# Task directions
Output must match the records, character for character.

[Stored dataset items]
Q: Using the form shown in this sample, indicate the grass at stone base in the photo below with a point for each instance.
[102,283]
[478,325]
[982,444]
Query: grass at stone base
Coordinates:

# Solution below
Q: Using the form shown in this sample, indicate the grass at stone base in the photo below with a point for each instance.
[102,283]
[478,325]
[982,444]
Query: grass at stone base
Coordinates:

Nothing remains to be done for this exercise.